## [Brief]
Return every entry in the listing word for word.
^^^^
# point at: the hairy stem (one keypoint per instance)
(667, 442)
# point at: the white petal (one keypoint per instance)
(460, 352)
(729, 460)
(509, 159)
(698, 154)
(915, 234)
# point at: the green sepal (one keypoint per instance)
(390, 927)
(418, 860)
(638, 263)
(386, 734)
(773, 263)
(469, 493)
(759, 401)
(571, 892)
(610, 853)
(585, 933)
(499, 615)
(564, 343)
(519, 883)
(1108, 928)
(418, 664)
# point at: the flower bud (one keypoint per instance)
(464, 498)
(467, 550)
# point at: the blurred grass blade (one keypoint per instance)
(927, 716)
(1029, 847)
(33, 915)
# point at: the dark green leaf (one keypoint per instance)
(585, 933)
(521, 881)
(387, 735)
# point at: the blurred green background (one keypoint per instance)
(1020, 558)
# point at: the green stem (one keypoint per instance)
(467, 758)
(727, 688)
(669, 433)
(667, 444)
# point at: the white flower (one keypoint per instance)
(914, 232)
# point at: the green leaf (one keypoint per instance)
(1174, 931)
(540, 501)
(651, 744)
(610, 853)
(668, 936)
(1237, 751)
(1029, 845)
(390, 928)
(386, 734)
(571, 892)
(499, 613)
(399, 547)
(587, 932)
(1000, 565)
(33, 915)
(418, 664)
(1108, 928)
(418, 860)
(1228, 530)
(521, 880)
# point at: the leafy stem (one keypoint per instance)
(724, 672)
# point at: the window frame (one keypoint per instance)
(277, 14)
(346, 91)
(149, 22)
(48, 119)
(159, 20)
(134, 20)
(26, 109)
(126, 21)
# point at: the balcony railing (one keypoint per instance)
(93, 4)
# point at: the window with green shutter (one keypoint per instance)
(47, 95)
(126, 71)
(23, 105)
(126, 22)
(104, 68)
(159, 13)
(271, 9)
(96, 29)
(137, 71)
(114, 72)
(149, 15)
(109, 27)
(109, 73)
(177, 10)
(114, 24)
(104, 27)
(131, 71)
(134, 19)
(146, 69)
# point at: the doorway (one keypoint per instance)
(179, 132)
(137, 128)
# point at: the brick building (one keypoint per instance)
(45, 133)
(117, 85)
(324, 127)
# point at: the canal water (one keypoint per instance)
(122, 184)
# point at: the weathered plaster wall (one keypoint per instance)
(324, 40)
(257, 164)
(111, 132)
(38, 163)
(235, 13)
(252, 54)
^^^^
## [Final answer]
# point at: the hairy stem (one keypoint per instance)
(667, 442)
# point at: the white petal (one keypoint per instance)
(460, 352)
(729, 460)
(509, 159)
(698, 154)
(915, 234)
# point at: the green sepal (one keypoint per instance)
(390, 927)
(418, 860)
(638, 263)
(386, 734)
(773, 263)
(469, 493)
(759, 401)
(571, 892)
(610, 853)
(585, 933)
(499, 615)
(564, 343)
(519, 883)
(1108, 928)
(418, 664)
# point at: the flower bud (one keypoint per instance)
(464, 498)
(467, 550)
# point at: the blurred grass blade (one keypoint per instance)
(927, 716)
(1029, 847)
(33, 915)
# point at: the dark green leaf (one keypoint per instance)
(585, 933)
(521, 881)
(387, 735)
# point at: the blurred green background (one keypoint per instance)
(1020, 558)
# point at: the green stem (one keypoint per instance)
(467, 758)
(727, 688)
(669, 433)
(667, 444)
# point at: the white flower (one keypoint per instance)
(914, 232)
# point at: the green leaf (one keypoint per instance)
(1174, 931)
(540, 501)
(651, 744)
(610, 853)
(668, 936)
(1237, 751)
(1029, 845)
(390, 928)
(386, 734)
(571, 892)
(499, 613)
(399, 547)
(587, 932)
(1000, 565)
(33, 915)
(418, 664)
(1108, 928)
(418, 860)
(1228, 530)
(521, 880)
# point at: the leafy stem (one keypoint per instance)
(724, 672)
# point at: the window frame (one keypoint per instance)
(277, 14)
(346, 91)
(149, 22)
(48, 119)
(159, 20)
(134, 20)
(26, 109)
(126, 21)
# point at: the balcony railing (one keypoint per instance)
(93, 4)
# point at: the window with green shutter (one keypoint per instance)
(47, 95)
(126, 71)
(23, 105)
(126, 22)
(104, 68)
(159, 13)
(271, 9)
(96, 29)
(137, 71)
(114, 72)
(149, 15)
(109, 27)
(109, 73)
(177, 10)
(114, 24)
(104, 27)
(131, 71)
(134, 19)
(146, 69)
# point at: the doorway (one keypoint per instance)
(179, 132)
(137, 128)
# point at: the brick building (one keypoint per instance)
(45, 133)
(117, 85)
(324, 127)
# point at: the canal water (one keypoint per instance)
(122, 184)
# point at: the weathered plaster wall (one keypoint per instance)
(324, 40)
(257, 164)
(111, 132)
(38, 163)
(235, 13)
(252, 54)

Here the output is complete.